#### Working data ####
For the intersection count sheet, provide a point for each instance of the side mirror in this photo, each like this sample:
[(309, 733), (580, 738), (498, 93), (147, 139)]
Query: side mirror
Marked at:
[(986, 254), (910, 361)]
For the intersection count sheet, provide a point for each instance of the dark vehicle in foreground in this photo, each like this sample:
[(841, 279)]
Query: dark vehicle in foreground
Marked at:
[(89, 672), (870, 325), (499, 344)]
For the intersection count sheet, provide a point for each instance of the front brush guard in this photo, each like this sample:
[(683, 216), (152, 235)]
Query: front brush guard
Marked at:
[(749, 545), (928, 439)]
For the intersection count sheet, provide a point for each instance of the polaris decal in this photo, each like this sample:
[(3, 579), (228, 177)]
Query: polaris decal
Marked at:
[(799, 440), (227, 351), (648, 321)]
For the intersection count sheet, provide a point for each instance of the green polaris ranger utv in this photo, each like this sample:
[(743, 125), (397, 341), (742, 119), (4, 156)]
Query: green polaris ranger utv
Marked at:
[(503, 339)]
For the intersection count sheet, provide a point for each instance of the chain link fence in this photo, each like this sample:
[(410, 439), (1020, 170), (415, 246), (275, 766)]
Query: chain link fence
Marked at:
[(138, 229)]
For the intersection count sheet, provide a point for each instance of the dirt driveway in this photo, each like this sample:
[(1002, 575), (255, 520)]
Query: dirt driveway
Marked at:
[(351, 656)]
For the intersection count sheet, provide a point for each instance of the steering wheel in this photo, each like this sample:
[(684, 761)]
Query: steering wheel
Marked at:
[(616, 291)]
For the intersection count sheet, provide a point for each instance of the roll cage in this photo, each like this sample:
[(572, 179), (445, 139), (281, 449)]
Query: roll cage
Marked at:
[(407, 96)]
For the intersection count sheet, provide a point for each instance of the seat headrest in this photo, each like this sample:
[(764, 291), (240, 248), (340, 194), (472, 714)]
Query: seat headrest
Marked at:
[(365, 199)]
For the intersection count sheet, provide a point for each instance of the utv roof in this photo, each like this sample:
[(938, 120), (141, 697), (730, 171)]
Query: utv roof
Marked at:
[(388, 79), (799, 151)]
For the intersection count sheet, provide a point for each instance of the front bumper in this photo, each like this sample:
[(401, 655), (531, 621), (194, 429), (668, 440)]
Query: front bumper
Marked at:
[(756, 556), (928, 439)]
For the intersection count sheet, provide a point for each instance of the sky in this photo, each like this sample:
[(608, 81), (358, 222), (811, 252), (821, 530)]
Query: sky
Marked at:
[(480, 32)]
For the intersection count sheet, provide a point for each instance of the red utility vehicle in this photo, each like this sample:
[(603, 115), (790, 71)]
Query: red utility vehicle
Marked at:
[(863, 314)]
####
Job » Rewrite every line of the records above as a numbered list, leaving out any blank lines.

Answer to this problem »
1. For the intersection count sheet, provide a point for each instance of the side mirror in this photo, each like this sample:
2. [(309, 733), (580, 738), (498, 93), (147, 139)]
3. Query: side mirror
4. Marked at:
5. [(986, 254), (910, 361)]
6. For the intersection count sheet, provide a point for each instance of the dark vehicle in foreground in this photo, each like this sample:
7. [(841, 279)]
8. Query: dark vehicle in foreground
9. Marked at:
10. [(89, 672), (870, 325), (499, 344)]
11. For the intersection count sheet, provide a point for each instance of the front brush guard in this photo, each like this sample:
12. [(683, 216), (152, 235)]
13. Query: front brush guard
14. Marked at:
15. [(749, 545), (928, 439)]
16. For the intersection count sheet, provide a point for each instance of the polaris decal in this photo, each like this sample:
17. [(3, 579), (228, 177)]
18. Query: polaris decal
19. Marked at:
20. [(799, 440), (227, 351), (648, 321)]
21. For the intersection count sheet, provide a point for each instance of the green polaris ranger utv in this photo, each like this sample:
22. [(743, 125), (397, 341), (742, 119), (4, 156)]
23. Query: green polaris ranger utv
24. Marked at:
25. [(503, 339)]
26. For the intersection count sheet, provide a point for each instance of the chain link fence in this photo, each like this sample:
27. [(410, 439), (1020, 170), (415, 246), (275, 766)]
28. Query: chain link fence
29. Marked at:
30. [(138, 229)]
31. For the intersection count sheet, provide a point for each instance of the dirt driveway in this photo, each like this sample:
32. [(1002, 575), (255, 520)]
33. Query: dirt driveway
34. Marked at:
35. [(351, 656)]
36. For the intersection count sheet, provide a point for each instance of the steering wheel in this photo, each like this sample:
37. [(684, 761)]
38. Query: steering wheel
39. Marked at:
40. [(616, 291)]
41. For the intersection count sheet, provide a point for each instance of the roll cage in this photo, each like this sample:
42. [(572, 179), (445, 139), (281, 449)]
43. Query: roll cage
44. Marked at:
45. [(407, 96)]
46. For the intersection count sheet, provide a point for each instance of the seat headrest in this photo, each like this sample:
47. [(764, 291), (240, 248), (340, 194), (472, 714)]
48. Query: seat headrest
49. Marked at:
50. [(365, 199)]
51. For the intersection count sheet, provide a point for each instance of the utv roof in this photo, each like this sample:
52. [(938, 120), (141, 697), (730, 171)]
53. Query: utv roof
54. Marked at:
55. [(388, 79), (799, 151)]
56. For the intersection count sheet, provide a point for each instance of the front bumper in this photo, each like this sample:
57. [(401, 655), (531, 621), (194, 429), (668, 440)]
58. Query: front bumper
59. Marked at:
60. [(756, 556), (928, 439)]
61. For the intersection count sheet, provide a point for each instance of the sky in this photo, each like this sample:
62. [(608, 81), (358, 222), (811, 252), (821, 530)]
63. Query: sky
64. Marked at:
65. [(480, 32)]
66. For the intersection count sheet, provide a point for each instance of the red utility vehicle in this photo, each like this sample:
67. [(603, 115), (790, 71)]
68. Query: red utility vehicle
69. Marked at:
70. [(863, 314)]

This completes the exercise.